Task to complete. Extract every line of the records below that contains the string "railing".
┌─ Task material
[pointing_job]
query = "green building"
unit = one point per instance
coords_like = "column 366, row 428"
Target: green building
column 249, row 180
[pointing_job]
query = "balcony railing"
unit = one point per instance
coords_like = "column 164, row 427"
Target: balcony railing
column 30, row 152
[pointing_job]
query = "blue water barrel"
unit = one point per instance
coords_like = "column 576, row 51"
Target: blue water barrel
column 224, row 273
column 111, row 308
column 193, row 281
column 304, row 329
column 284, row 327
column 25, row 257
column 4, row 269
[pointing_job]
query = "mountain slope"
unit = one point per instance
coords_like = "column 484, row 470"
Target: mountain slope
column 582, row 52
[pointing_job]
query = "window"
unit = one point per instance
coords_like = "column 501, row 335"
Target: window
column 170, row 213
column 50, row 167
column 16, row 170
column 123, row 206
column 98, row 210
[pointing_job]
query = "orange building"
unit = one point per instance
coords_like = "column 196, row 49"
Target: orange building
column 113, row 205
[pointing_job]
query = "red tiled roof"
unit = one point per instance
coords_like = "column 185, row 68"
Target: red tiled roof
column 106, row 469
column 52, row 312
└─
┌─ Task material
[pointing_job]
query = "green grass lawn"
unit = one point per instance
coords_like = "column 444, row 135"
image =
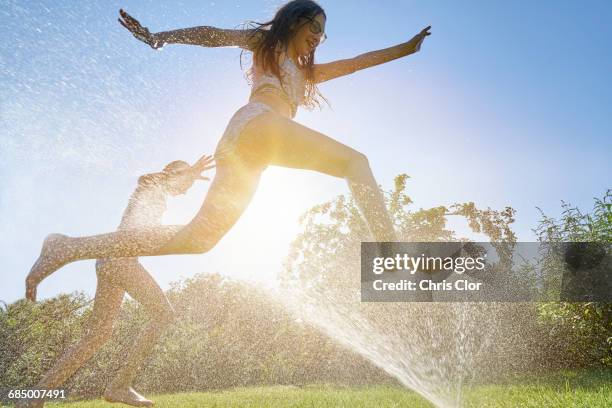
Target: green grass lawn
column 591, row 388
└─
Right answer.
query = "balcony railing"
Target: balcony railing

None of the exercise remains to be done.